[start Document excerpt]

Factory Service Manuals have complete rebuild info for stock. Can see at Mymopar.com
 
I do have a factory service manual. Was wondering if the factory crank and rods from a 66 225 would be suffice to hold 9-12 lbs boots. But this isn't about that ATM, I want to run it first before I go that far. My main concern in this is how strong are the factory rods and crank. Slantsix.org says crank is pretty strong. But I can't find anything about the rods. They also say that the 70 something and older heads won't flow like the newer ones. I just want to build a strong reliable daily driver. That if I do decide on adding boost or whatever to it I can safely do so
 
I am not the guy to speak to those rods.... Does the 9-12 psi boost get you to a goal that 8 psi of boost does not? 8 psi will be a nice improvement and will stay in the realm of solid daily driver. Somewhere in the 9-10+ range, the torque starts to really step up.

If 'twer me, I would go with stock parts (rods/crank) for now, and get it running well with static compression ratio of around 8:1, and then go limited boost later if I wanted. Maybe polish the rod beams and shot peen them.

And I am not up to speed on the /6 pistons..... hypers for the /6 aren't popping off of the internet like for V8's, except for the KB 2.2 ones that you would use with the longer 170 rods. See here:
Stroking the Slant 6

So that leaves the Wiseco forged pistons but now we are getting into budget questions.
 
Yes, now I saw the 2.2 pistons and use the 170 rods. Then it becomes a "stroker" somewhat of I read that correctly. Daily driver is my main goal as my 170 that's in there now is reliable as hell. I pick my kids up in that thing every day with no issues. 3 schools to go to and not once single miss. Budget is something of an issue, but I know mopar. Budget 100 bucks, then double it because it's a mopar. I saw a lot of pricey builds over there on slantsix.org. Was just wondering if a slight over bore, mill the head and deck to flat, and factory internals would be suffice. I don't have a lot of money and want the most bang for my buck without having to worry
 
OK, well since budget and reliability are the keys for you, then it is time to drop the turbo upgrades and go basic. Yes a simple bore with stock cast pistons like Sealed Power 244NP types, and then mill the head and block a bunch to get the compression ratio up. Then put in a decent torque cam and go with a 2 BBL or small 4 BBL carb and I think you will be pretty happy with it as a first step. The stock bottom end will be fine at that level.

[end Document excerpt]
[start Dataset section]

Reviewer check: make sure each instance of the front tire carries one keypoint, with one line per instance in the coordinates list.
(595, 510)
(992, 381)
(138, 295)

[end Dataset section]

→ **Directions**
Carry on the forum thread about rebuilding the slant six engine, starting right after its last sentence.

→ **Reply to the task**
Part of what is holding back torque the low actual compression ratio; it is in the under 8:1 range stock and goes a bit lower with a later, thicker head gasket. Milling the head and block a combination of .120" will get you up into the high 8's to 9 static CR range. Once you get there, that will be a very decent street compression ratio and you can put in a slightly bigger cam to take better advantage of a larger carb without dropping the low RPM torque into the toilet.

So for a streeter, and daily driver, and a /6 with a limited breathing head, low RPM torque is the thing to seek; that is where I would head with no question.

And FYI, if you mill the head/block that amount then you may want shorter push rods. And you need to know the cam so that you will be able to make sure that the valves do not hit the pistons with the shorter deck height from the milling. So some planning is needed if you do this much milling.

Pay the $$ for a good timing chain. The standard ones tend to stretch and retard the timing. I'd also figure out the best way to advance the cam a few degrees.

BTW, once you settle on what you can do to the block and head as far as milling, and pick a carb, then I would steer you towards Doug Dutra (Dr Dodge on slantsix.org)

Just don't go too big on carb or cam.

What kind of trans do you have? And do you have a head for that block?
 
I don't have a cam, but I do have the whole engine. I mean every bit and bolt. It was burning oil from #2 piston. Carbon built up on and they tore it apart years ago. Just a regular ol /6 with single barrel carb. The head is the original 66 so it does have that little dime piece on the underside of the head in the chamber across from the spark plug hole. I've never built a /6 and really want this thing stout, reliable, and upgradable. I'm searching for the super six intake when I get some cash along with a 2 barrel carb. Maybe 4 if I have the cash. But for now single with the crummy factory intake.

I've seen Dutra"s work and engine he's done. They are fantastic but I don't have that kind of cash to throw around. Here's the block as it sits now. Already cleaned up, needs honed and have painted it the mopar red. I have a book from 66 with all the information. Factory service manual. With three kids, and everything else it's hard to do a nice build.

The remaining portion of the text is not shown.